Investimenti oltre il virus

La crisi, anche economico-finanziaria, generata dall'epidemia da COVID-19 provocherà degli inevitabili impatti anche sulle scelte di investimento degli investitori istituzionali italiani: quali scenari è lecito attendersi nei prossimi mesi e quali le possibili "soluzioni"? 

Daniele Colantonio e Giuseppe Sersale

La pandemia da COVID-19 è uno di quegli “shock esogeni al sistema” che raccontano al corso di economia politica, traslando con il gesso le curve sul grafico cartesiano di domanda e offerta aggregata; sui banchi dell’università sembrava un caso “di scuola”, oggi è attualità. Nessuna progressione, trauma improvviso, verticale. Reazione “da record” sui mercati: per ricordare cose simili quasi non bastano i colleghi “decani”, servono gli storici, velocità di movimento che ricorderemo. La sola diversificazione per asset class non è bastata: discese violente su azionario, credito, materie prime; una timida reazione della duration sul treasury, ma nulla a confronto dei movimenti osservati sul resto dei “risky assets”. Neanche l’ingegneria del “risk-parity” avrebbe potuto nulla contro tutto questo, almeno nel breve periodo. 

La genesi della crisi attuale è forse “inversa” rispetto alle “tech bubble” del 2000-01 e alle crisi finanziarie del 2008 e 2011. Nelle ultime due recessioni lo shock è partito dai mercati finanziari per poi trasmettersi all’economia reale. COVID-19 è un fenomeno esogeno, trasversale, di impatto immediato sull’economia reale e con effetto domino sull’economia finanziaria con “repricing” delle attività aggravato da squilibri già presenti nel sistema: eccesso di leva causato da un decennio di stimolo monetario e valutazioni elevate degli assets.

**Righe di dati:**
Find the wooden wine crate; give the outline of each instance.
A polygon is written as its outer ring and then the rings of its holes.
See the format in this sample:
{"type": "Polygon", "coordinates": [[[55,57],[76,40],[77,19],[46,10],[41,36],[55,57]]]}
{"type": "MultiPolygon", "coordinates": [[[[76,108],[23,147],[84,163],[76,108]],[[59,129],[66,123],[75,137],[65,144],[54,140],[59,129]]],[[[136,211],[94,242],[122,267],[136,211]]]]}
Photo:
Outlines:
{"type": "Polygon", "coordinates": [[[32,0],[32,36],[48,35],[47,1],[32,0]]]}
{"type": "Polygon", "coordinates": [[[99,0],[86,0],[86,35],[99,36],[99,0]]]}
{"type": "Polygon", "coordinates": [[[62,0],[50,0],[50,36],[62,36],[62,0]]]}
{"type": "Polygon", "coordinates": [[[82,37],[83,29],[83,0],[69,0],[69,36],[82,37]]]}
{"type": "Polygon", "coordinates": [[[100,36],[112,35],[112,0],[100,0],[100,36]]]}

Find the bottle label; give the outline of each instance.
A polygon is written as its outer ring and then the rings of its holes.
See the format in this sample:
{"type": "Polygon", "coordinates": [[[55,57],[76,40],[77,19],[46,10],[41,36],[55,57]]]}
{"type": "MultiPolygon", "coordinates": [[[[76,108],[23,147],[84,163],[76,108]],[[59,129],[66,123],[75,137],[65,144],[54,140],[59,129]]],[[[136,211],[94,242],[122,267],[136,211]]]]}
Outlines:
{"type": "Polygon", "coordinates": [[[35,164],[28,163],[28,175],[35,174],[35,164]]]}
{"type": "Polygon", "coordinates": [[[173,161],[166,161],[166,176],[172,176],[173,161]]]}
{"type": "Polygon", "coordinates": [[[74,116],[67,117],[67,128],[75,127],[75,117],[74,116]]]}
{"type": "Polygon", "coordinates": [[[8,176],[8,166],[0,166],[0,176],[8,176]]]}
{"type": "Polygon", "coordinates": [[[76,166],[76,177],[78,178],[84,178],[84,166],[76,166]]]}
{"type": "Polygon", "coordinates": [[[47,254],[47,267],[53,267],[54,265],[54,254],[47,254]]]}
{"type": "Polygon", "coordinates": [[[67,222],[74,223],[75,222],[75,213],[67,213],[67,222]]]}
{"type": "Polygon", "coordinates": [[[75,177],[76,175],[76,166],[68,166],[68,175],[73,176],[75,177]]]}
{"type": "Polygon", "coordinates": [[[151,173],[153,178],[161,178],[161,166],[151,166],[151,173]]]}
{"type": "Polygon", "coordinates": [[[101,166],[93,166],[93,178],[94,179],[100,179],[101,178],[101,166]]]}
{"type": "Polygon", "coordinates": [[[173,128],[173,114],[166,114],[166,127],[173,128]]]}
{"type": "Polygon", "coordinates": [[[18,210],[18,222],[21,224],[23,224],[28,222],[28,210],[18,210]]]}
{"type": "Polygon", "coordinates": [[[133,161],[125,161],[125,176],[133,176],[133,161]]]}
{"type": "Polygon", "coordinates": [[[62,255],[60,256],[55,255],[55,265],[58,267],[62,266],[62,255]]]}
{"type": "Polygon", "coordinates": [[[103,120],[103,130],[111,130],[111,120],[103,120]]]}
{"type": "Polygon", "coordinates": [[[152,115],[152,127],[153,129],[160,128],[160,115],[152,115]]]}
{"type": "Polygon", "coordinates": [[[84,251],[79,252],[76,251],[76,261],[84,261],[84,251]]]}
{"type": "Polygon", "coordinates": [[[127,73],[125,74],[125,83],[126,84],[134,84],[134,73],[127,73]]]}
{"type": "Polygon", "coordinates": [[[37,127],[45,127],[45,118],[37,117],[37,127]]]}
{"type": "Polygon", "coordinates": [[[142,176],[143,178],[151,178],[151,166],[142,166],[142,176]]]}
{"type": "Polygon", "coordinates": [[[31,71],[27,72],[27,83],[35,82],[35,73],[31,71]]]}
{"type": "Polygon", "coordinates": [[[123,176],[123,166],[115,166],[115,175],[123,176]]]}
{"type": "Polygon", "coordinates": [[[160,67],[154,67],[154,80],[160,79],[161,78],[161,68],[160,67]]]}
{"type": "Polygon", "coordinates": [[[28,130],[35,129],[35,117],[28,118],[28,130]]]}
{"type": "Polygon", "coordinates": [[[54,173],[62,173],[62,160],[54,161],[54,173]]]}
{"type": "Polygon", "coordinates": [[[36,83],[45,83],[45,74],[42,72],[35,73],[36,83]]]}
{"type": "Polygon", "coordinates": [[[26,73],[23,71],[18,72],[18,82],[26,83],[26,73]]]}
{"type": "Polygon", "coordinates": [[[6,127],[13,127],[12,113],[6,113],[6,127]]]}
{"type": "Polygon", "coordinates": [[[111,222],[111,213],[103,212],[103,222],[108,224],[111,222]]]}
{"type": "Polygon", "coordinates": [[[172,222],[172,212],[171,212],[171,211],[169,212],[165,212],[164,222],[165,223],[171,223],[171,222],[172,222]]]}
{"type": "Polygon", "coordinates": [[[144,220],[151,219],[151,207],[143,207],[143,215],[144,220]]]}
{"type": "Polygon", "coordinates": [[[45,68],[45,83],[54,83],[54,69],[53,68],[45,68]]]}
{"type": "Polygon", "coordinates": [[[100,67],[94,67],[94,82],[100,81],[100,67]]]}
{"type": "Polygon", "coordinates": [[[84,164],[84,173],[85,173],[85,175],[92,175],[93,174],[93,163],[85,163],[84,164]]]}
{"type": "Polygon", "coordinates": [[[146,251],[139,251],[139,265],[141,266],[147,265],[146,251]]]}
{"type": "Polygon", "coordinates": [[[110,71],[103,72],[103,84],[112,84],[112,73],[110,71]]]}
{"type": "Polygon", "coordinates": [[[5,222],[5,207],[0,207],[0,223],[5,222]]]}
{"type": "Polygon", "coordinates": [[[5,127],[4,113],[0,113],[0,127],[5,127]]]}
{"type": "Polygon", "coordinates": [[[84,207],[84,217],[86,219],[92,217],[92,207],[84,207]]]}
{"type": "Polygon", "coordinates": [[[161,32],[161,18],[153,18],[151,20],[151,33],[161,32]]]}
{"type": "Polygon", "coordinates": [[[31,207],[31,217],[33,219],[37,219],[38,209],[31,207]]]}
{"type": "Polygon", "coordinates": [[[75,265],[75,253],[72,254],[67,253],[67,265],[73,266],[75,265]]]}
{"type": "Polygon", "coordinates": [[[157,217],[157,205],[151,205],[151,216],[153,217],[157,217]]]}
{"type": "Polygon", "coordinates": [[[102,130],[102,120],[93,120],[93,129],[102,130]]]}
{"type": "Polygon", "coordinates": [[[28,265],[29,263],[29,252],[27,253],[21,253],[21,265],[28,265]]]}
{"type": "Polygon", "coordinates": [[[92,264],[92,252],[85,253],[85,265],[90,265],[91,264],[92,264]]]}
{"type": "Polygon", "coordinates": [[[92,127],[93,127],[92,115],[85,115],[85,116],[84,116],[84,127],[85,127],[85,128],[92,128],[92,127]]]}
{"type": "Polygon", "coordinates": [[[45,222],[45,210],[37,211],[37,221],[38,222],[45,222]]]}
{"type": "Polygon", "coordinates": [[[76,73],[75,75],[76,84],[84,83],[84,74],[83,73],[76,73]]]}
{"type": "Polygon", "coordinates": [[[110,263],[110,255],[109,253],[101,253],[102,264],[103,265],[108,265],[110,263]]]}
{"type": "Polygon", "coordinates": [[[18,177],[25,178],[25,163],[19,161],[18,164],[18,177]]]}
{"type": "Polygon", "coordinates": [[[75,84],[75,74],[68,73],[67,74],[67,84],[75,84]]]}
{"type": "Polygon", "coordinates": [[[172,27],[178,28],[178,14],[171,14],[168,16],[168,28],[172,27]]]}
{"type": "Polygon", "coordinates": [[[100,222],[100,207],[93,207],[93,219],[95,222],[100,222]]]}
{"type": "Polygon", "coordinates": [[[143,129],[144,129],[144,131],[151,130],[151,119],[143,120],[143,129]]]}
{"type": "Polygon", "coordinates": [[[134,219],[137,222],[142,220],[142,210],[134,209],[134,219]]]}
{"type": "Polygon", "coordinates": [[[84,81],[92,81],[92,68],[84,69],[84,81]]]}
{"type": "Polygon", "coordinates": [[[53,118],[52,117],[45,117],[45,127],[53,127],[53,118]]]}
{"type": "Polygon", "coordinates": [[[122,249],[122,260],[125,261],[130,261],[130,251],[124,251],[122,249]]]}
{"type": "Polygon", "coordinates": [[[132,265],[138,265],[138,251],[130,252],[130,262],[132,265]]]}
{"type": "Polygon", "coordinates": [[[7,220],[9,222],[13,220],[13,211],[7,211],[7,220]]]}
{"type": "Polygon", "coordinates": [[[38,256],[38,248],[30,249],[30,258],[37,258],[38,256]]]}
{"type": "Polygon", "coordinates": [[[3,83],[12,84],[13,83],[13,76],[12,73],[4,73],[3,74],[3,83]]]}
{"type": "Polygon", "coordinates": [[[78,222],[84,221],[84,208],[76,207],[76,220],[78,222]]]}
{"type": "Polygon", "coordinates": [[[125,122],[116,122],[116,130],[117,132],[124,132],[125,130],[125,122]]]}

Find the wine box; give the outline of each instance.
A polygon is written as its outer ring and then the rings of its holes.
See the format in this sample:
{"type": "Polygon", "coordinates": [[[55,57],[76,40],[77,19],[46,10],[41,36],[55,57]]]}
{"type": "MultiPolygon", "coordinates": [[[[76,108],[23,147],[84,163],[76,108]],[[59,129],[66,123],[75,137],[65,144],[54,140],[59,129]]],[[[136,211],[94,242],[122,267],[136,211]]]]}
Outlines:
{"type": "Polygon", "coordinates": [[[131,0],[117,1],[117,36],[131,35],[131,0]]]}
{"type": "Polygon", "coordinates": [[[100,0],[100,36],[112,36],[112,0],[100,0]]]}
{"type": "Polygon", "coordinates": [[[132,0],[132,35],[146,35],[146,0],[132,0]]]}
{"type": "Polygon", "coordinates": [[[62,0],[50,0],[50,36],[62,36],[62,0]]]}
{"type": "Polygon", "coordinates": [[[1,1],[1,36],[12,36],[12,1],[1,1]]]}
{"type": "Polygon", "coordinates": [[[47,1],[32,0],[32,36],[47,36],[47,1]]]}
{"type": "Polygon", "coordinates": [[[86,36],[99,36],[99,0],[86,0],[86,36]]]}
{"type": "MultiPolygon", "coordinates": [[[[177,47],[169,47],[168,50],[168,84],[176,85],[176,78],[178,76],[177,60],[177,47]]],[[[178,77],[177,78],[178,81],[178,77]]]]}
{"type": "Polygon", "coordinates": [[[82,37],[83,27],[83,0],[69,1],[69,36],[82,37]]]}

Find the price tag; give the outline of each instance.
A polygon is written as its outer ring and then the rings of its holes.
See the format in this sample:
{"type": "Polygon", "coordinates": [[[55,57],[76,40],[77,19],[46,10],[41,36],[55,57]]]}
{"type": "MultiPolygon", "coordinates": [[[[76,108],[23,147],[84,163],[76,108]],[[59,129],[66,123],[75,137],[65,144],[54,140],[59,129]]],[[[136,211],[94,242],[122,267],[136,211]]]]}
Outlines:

**Il problema:** Per favore, scrivi il seguito del brano sugli investimenti e la crisi del COVID-19, riprendendo subito dopo la sua ultima frase.

**Risultato dell'esercizio:**
A guardare gli aspetti positivi oggi si riscontra un sistema bancario meglio capitalizzato e regolato. Sono disponibili schemi di rifinanziamento che impediscono il blocco del funding al sistema bancario, come avvenne con il blocco dei “repo markets” in passato. La maggior parte dei “marginal buyers“ confidano su provvedimenti a livello USA e soprattutto Eurozona: OMT, ESM, QE. C’è però da fare i conti con un rischio che osserviamo oggi (tanto per rimanere in tema) sugli antibiotici: i batteri si adattano alle cure, gli abusi di farmaco riducono l’efficacia. Gli stimoli monetari sembrano un’arma a impatto ridotto, il mercato chiede nuovi “stimoli fiscali” dove tuttavia gli spazi sono ristretti (ad eccezione della Germania), in molti casi i livelli di indebitamento del settore pubblico hanno continuato a crescere, dove potranno arrivare senza destabilizzare il sistema?

Le crisi finanziarie precedenti (2008-2011) hanno determinato perdite significative sull’azionario (dal top al bottom 49% e 57%). Nel primo caso la recessione è stata modesta, ma al crash ha contribuito l’enorme sopravvalutazione raggiunta dall’azionario. Nel secondo caso l’entità è stata determinata dalla profondità della crisi; ipotizzando un comportamento comparabile con questi due episodi, si ottiene un target per l’S&P 500 di 1.700 punti circa, vedremo. Sul mercato del credito i tassi “a zero” hanno causato una caccia al rendimento “yield hunt” con collasso degli spread sui minimi storici (almeno per HY) con posizionamento elevato di alcuni investitori che possiamo definire come “turisti a caccia di rendimento”, i quali hanno approcciato l’asset class senza fare i conti con le “code”.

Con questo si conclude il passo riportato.